[Task prompt] Please report how many lines in the entries below contain the string "hiker", where case counts. Give only the number.

[Given data]
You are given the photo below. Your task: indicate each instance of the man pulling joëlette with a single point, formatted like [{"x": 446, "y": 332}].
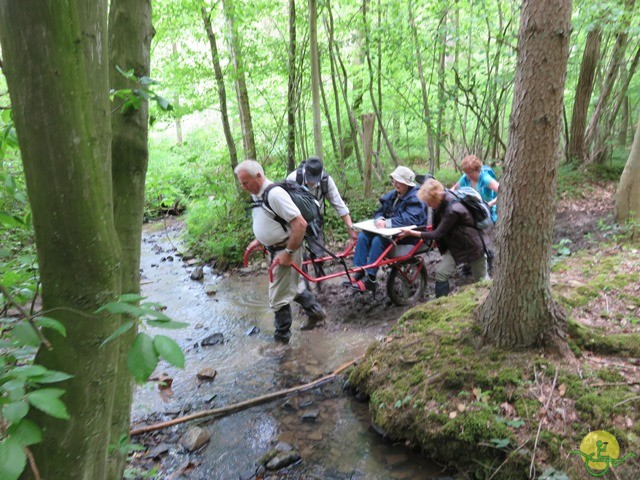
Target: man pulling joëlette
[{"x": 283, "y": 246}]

...

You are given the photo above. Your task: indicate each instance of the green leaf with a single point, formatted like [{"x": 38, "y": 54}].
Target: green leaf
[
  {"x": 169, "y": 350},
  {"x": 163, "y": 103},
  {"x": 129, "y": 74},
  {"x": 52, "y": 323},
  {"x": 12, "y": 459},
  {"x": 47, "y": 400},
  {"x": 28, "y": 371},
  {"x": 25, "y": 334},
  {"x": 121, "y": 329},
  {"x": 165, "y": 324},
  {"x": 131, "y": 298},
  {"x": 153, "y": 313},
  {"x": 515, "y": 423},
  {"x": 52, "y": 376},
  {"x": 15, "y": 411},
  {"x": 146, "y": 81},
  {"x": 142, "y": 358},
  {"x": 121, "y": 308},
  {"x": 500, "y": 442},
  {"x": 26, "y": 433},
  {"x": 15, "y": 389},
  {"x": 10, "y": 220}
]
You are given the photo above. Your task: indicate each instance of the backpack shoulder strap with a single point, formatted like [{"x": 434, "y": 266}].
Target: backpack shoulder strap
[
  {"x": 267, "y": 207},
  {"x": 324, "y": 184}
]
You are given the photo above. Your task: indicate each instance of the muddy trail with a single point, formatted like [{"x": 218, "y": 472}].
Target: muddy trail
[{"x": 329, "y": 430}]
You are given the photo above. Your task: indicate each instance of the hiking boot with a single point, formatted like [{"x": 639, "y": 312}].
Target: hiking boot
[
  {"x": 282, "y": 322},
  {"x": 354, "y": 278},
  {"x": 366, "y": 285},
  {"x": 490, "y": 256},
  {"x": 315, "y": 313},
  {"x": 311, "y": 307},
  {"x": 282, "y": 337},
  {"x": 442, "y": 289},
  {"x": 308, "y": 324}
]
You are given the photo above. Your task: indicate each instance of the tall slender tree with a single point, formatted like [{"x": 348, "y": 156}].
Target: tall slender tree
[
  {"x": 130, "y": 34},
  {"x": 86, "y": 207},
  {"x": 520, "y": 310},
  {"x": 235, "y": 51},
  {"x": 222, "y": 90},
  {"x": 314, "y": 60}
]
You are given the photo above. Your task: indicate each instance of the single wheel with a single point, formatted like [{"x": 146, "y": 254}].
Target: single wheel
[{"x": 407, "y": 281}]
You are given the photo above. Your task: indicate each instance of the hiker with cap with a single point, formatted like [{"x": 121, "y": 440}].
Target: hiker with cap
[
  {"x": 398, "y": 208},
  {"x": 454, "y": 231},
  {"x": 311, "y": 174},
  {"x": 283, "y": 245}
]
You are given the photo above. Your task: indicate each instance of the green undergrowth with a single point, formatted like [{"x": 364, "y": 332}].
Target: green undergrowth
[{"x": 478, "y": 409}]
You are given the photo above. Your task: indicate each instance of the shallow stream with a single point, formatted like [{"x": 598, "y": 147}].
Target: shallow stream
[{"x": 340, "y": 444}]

==

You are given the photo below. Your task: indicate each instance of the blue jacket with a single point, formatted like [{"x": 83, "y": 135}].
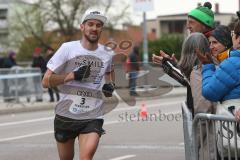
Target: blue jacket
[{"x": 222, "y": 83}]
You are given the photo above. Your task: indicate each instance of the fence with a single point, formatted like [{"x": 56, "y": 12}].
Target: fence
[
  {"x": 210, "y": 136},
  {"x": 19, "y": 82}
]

[Finished exercise] 2